# STATED PROBLEM
It is required that all of the data be written out exactly.

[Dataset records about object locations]
■ ■ ■

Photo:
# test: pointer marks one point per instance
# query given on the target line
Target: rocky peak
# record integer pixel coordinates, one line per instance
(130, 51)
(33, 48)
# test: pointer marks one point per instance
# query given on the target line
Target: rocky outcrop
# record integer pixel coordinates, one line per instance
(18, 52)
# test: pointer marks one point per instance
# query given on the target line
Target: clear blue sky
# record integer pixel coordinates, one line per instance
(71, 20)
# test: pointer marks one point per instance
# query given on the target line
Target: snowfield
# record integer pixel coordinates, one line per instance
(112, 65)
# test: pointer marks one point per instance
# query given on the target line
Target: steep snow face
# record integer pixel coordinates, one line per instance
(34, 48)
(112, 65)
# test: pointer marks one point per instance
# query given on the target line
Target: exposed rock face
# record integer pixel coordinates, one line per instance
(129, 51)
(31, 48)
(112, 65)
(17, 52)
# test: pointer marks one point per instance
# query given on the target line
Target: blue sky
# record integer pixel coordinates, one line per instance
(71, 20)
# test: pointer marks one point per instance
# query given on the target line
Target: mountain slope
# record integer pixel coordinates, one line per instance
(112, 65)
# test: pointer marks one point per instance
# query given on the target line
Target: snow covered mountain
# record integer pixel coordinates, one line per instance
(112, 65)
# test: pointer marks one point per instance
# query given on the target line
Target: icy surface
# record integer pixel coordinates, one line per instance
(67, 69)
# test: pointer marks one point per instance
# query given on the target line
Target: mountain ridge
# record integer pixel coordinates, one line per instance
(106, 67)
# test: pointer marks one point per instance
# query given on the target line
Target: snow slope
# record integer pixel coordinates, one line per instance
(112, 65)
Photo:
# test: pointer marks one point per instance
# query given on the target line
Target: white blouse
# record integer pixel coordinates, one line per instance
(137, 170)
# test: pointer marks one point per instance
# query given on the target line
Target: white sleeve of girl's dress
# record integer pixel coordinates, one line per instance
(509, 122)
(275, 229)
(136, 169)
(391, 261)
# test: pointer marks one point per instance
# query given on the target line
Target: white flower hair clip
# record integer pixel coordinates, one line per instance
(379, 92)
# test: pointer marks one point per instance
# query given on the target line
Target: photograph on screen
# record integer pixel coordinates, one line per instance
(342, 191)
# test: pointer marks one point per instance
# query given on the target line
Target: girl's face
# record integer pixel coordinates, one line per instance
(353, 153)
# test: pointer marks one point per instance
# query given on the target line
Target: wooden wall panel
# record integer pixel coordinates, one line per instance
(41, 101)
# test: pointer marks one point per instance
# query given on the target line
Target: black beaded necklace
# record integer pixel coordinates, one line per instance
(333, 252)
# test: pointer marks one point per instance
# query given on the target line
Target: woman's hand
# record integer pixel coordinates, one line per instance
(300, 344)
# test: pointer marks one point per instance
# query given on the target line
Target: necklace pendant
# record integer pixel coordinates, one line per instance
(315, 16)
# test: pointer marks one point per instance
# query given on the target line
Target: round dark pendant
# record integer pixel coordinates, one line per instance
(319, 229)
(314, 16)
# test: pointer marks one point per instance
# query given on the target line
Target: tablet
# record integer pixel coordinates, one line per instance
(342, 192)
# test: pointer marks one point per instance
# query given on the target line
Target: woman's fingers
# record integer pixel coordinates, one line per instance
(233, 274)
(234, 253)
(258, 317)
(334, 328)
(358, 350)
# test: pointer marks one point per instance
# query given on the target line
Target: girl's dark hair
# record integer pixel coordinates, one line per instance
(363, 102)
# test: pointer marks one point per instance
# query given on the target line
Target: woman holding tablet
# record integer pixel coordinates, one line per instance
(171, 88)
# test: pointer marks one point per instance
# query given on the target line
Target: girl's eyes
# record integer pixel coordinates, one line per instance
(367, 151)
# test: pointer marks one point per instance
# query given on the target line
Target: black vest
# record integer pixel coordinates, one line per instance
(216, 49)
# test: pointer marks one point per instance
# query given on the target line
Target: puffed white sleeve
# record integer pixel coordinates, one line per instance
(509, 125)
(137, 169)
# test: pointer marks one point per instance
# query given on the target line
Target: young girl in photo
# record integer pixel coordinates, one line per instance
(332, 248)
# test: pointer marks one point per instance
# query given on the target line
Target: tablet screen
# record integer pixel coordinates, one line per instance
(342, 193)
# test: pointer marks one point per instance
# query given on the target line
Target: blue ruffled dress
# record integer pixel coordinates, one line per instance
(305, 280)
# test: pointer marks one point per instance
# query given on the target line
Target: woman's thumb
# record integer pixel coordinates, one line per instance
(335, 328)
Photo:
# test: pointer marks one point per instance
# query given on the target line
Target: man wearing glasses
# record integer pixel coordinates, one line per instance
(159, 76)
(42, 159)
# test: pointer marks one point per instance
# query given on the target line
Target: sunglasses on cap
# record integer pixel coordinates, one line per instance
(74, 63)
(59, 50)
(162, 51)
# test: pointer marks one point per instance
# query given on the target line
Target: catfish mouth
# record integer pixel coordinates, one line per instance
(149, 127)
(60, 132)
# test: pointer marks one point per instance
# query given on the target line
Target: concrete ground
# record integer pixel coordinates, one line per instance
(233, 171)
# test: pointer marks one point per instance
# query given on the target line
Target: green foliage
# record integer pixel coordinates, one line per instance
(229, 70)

■ ■ ■

# THE ANSWER
Photo:
# test: pointer marks one point per instance
# query given on the target line
Target: rocky peak
# record integer pixel coordinates, one line per instance
(130, 51)
(33, 48)
# test: pointer marks one point per instance
# query given on the target line
Target: rocky outcrop
# record integer pixel coordinates, one line per instance
(18, 52)
# test: pointer marks one point per instance
# query given on the target line
Target: clear blue sky
# record integer pixel coordinates, one line per instance
(71, 20)
# test: pointer marks one point per instance
# query given on the target line
Target: snowfield
# record integer pixel coordinates, one line per instance
(112, 65)
# test: pointer marks one point per instance
# query given on the target line
Target: steep snow face
# record integer pixel coordinates, one line per instance
(34, 48)
(112, 65)
# test: pointer marks one point per instance
# query given on the target line
Target: exposed rock face
# record integer pixel coordinates, one line per instance
(129, 51)
(31, 48)
(112, 65)
(17, 52)
# test: pointer marks one point per instance
# query given on the target line
Target: blue sky
# record integer pixel coordinates, one line per instance
(71, 20)
# test: pointer marks one point per instance
# query given on the target line
Target: mountain slope
# record integer pixel coordinates, one line per instance
(112, 65)
# test: pointer marks one point per instance
# query given on the target line
Target: snow covered mountain
# record integer pixel coordinates, one line per instance
(112, 65)
# test: pointer marks one point per instance
# query given on the target line
Target: icy surface
# record integer pixel coordinates, one line per instance
(67, 69)
# test: pointer marks one point per instance
# query given on the target line
Target: mountain ridge
# record integer pixel coordinates, one line per instance
(106, 67)
# test: pointer marks one point per instance
# query given on the target line
Target: snow slope
# record integer pixel coordinates, one line per instance
(112, 65)
Photo:
# test: pointer marks one point per instance
# query given on the target line
Target: white blouse
# record integer pixel coordinates, one line per instance
(137, 170)
# test: pointer marks one point per instance
# query given on the target line
Target: white sleeve of girl's dress
# record integer pixel coordinates, one line per instance
(509, 122)
(275, 229)
(136, 169)
(391, 261)
# test: pointer marks one point per instance
# query given on the target line
Target: white flower hair clip
# record integer pixel coordinates, one line per instance
(379, 92)
# test: pointer marks one point per instance
# query given on the target line
Target: photograph on screen
# record integer pixel coordinates, one line per instance
(342, 191)
# test: pointer marks one point per instance
# query given on the target line
Target: girl's face
# record integer pixel coordinates, one line per instance
(353, 153)
# test: pointer marks one point per instance
# query given on the target line
Target: wooden wall panel
# record integer pixel coordinates, one line per instance
(41, 101)
# test: pointer marks one point per instance
# query given on the target line
Target: black beaded necklace
# record integer pixel coordinates, one line per instance
(333, 252)
# test: pointer marks one point per instance
# query given on the target line
Target: woman's hand
# record integer pixel coordinates, one line per instance
(300, 344)
# test: pointer marks one point per instance
# query given on the target line
Target: necklace pendant
# record integer pixel coordinates, one line per instance
(315, 16)
# test: pointer marks one point per instance
# query given on the target line
Target: round dark pendant
# record integer pixel coordinates, one line per instance
(319, 229)
(314, 16)
# test: pointer marks one point per instance
# query given on the target line
Target: tablet
# record integer pixel coordinates, one line per instance
(342, 192)
# test: pointer marks one point per instance
# query given on the target line
Target: woman's fingers
# record integer pixel coordinates, one line per instance
(233, 274)
(234, 253)
(258, 317)
(334, 328)
(358, 350)
# test: pointer marks one point per instance
# query given on the target line
Target: girl's dark hair
# record integer pixel coordinates, one line per instance
(363, 102)
# test: pointer marks one point per instance
# query given on the target line
Target: woman holding tablet
# record integer pixel coordinates, one line per instance
(171, 88)
# test: pointer marks one point per instance
# query given on the target line
Target: girl's eyes
# record integer pixel coordinates, one line per instance
(367, 151)
# test: pointer marks one point per instance
# query given on the target line
Target: black vest
# record integer pixel coordinates, one line per instance
(216, 49)
# test: pointer marks one point per instance
# query given on the target line
Target: puffed white sleeve
# record integer pixel coordinates, one line per instance
(509, 125)
(137, 169)
# test: pointer marks one point per instance
# query given on the target line
Target: young girl in photo
# record integer pixel coordinates, one line per instance
(332, 248)
# test: pointer marks one point per instance
# query given on the target line
Target: tablet screen
# record integer pixel coordinates, one line per instance
(342, 193)
# test: pointer marks one point per instance
# query given on the target line
Target: blue ruffled dress
# record integer pixel coordinates, one line per instance
(305, 280)
# test: pointer marks one point per instance
# query given on the target line
Target: woman's thumb
# record integer pixel coordinates, one line per instance
(335, 328)
Photo:
# test: pointer marks one point per instance
# query given on the target line
Target: man wearing glasses
# record integer pixel coordinates, one line per instance
(159, 76)
(42, 159)
# test: pointer marks one point per instance
# query given on the target line
Target: sunglasses on cap
# record integer pixel coordinates, one line per instance
(74, 63)
(59, 50)
(162, 51)
# test: pointer marks one point per instance
# query given on the target line
Target: catfish mouth
# record integer pixel coordinates, one line per instance
(149, 127)
(60, 132)
# test: pointer marks one point per instance
# query given on the target line
Target: concrete ground
# record integer pixel coordinates, one line per instance
(233, 171)
# test: pointer marks one point per instance
# query given on the target line
Target: green foliage
# record integer pixel coordinates, one line per instance
(229, 70)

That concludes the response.